* SUPPLIED RECORDS
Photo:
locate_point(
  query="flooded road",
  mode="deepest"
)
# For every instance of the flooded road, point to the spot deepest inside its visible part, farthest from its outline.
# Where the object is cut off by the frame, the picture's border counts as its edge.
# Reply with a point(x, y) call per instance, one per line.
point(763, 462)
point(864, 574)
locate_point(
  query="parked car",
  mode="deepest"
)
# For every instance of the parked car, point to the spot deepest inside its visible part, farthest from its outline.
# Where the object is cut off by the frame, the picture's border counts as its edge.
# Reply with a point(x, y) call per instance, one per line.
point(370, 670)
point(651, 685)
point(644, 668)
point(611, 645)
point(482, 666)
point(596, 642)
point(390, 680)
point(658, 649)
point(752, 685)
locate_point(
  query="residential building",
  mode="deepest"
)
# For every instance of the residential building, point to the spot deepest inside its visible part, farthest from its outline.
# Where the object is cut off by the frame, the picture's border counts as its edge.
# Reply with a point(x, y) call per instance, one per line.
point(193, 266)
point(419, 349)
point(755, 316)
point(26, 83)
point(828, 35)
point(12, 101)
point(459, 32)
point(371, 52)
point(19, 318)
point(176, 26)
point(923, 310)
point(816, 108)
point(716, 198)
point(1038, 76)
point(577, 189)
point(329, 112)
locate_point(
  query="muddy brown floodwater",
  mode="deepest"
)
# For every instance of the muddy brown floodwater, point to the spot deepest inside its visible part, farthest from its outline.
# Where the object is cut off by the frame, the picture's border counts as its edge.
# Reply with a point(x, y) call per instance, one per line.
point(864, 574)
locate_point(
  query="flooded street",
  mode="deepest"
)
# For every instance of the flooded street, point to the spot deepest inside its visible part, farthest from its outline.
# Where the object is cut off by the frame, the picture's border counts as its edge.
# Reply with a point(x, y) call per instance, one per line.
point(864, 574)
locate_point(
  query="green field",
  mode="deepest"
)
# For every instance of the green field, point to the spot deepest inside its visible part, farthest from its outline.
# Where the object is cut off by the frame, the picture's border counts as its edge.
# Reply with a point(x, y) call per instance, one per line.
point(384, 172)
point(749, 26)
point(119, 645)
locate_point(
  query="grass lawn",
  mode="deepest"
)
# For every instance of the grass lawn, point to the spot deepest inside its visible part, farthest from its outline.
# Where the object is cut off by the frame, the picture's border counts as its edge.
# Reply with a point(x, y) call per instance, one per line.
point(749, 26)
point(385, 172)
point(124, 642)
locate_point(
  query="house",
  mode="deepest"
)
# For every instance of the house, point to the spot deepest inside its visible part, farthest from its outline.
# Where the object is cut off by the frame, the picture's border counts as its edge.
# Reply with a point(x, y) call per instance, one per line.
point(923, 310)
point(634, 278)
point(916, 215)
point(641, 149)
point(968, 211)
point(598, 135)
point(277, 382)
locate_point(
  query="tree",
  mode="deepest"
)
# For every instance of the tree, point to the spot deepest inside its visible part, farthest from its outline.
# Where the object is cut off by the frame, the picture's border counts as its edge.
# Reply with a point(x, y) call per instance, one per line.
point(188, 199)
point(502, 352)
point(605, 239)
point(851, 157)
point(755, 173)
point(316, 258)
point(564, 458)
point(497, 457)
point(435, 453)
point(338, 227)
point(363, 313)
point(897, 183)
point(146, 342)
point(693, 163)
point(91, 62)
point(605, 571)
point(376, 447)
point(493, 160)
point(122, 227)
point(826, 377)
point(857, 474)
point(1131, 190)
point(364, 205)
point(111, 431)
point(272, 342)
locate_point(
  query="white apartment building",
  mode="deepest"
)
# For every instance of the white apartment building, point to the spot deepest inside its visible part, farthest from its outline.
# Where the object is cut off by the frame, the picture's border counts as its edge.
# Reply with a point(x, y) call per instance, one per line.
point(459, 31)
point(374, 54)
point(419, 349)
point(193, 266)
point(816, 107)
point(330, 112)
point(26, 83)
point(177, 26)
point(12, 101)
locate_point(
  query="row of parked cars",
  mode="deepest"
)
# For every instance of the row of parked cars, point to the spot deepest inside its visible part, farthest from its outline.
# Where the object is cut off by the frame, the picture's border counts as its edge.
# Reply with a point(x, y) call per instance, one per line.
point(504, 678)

* GIVEN TASK
The records above must be output exactly, in full.

* WRITTEN RESPONSE
Photo:
locate_point(
  query="flooded road",
  mode="deepest"
)
# For every instance of the flooded road, point to the spot deepest inside its visible part, farthest from its outline.
# Where the object is cut off by the frame, the picture's border counts as its edge.
# Reply with a point(x, y) call per instance, one per line.
point(763, 462)
point(864, 574)
locate_point(
  query="parked car",
  mode="deepest"
)
# For every instance of the parked car, point to the spot deepest inside its visible part, farthest from its outline.
# Where the object is cut off by the frame, the picture's border counts as its edge.
# Reply with a point(x, y) call per instance, one per line.
point(370, 670)
point(651, 685)
point(644, 668)
point(611, 645)
point(482, 666)
point(596, 642)
point(390, 680)
point(658, 649)
point(752, 685)
locate_point(
  query="residential building",
  mode="deepest"
)
# For every instance of the residential building, point to the spot deepest inside its visible part, farthest from its outline.
# Where the object is cut off by the frame, the picture's border counts as its edge.
# Reply with a point(x, y) call per instance, one per line.
point(193, 266)
point(419, 349)
point(755, 316)
point(26, 83)
point(828, 35)
point(12, 101)
point(459, 32)
point(371, 52)
point(19, 318)
point(176, 26)
point(923, 310)
point(816, 108)
point(716, 198)
point(1038, 76)
point(577, 189)
point(329, 112)
locate_point(
  query="muddy brown floodwater",
  mode="deepest"
)
# For every instance of the muddy brown floodwater, point to the spot deepest inside its visible part, farthest from its outline.
# Where the object is cut off by the frame, the picture's border counts as its edge.
# Reply with a point(x, y) call per instance, one per line.
point(864, 574)
locate_point(
  query="flooded street",
  mode="deepest"
)
# For every instance of the flooded street, point to the spot deepest inside its visible part, farthest from its outline.
# Where the object is cut off by the frame, the picture's border counts as its edge.
# Reply with a point(x, y) call per instance, one per line.
point(864, 574)
locate_point(
  query="green field",
  mode="deepest"
)
# For every instance of the green field, point to the spot deepest inside its visible part, farthest from its outline.
# Where the object is cut off by the frame, the picture's border counts as its edge.
# Reply with a point(x, y) call per instance, one per line.
point(384, 172)
point(749, 26)
point(119, 645)
locate_point(
  query="grass lawn",
  mode="deepest"
)
# For every instance of the grass lawn, point to the spot deepest inside its visible part, farthest from its outline.
# Where the object is cut off by the frame, the picture's border counts as its edge.
# Reply with a point(x, y) call per instance, one per line.
point(749, 26)
point(385, 172)
point(124, 642)
locate_point(
  query="house",
  mode="deepest"
)
# For every instance of the house, point to the spot deepest inside its visible part, farthest from its outline.
# Where the object is cut off by the frame, the picture's border counts as its edge.
# Reply with a point(x, y) call per instance, one per line.
point(923, 310)
point(634, 278)
point(916, 215)
point(641, 149)
point(968, 211)
point(598, 135)
point(277, 382)
locate_point(
  query="tree",
  mode="deepest"
)
# For every instance of the tree, point to the spot deepest inside its visible part, farthest from its outline.
# Where the object is cut off by the frame, the picture's border counts as its edge.
# Reply with a point(x, y) call per instance, one per line.
point(188, 199)
point(502, 352)
point(605, 239)
point(851, 157)
point(755, 173)
point(316, 258)
point(564, 458)
point(497, 457)
point(435, 453)
point(338, 227)
point(363, 313)
point(897, 183)
point(146, 342)
point(693, 163)
point(91, 62)
point(605, 571)
point(376, 447)
point(493, 160)
point(122, 227)
point(826, 377)
point(857, 474)
point(1131, 190)
point(364, 205)
point(111, 431)
point(272, 342)
locate_point(
  query="white apartment building",
  mode="deepest"
)
# For every instance of the white apartment building, point to the spot deepest inside its visible part, farthest from its outline.
# Where the object is cut off by the frame, the picture's border counts as its edge.
# Reply with a point(x, y) call per instance, one per line.
point(459, 31)
point(374, 54)
point(419, 349)
point(193, 266)
point(816, 107)
point(330, 112)
point(26, 83)
point(177, 26)
point(12, 101)
locate_point(
  query="row of parked cars",
  mode="deepest"
)
# For every instance of the row of parked cars, point to the spot deepest inside its visible part, farthest from its outline.
# Where the object is cut off by the frame, the picture's border counts as its edge.
# Reply with a point(x, y) call per instance, one per line.
point(504, 678)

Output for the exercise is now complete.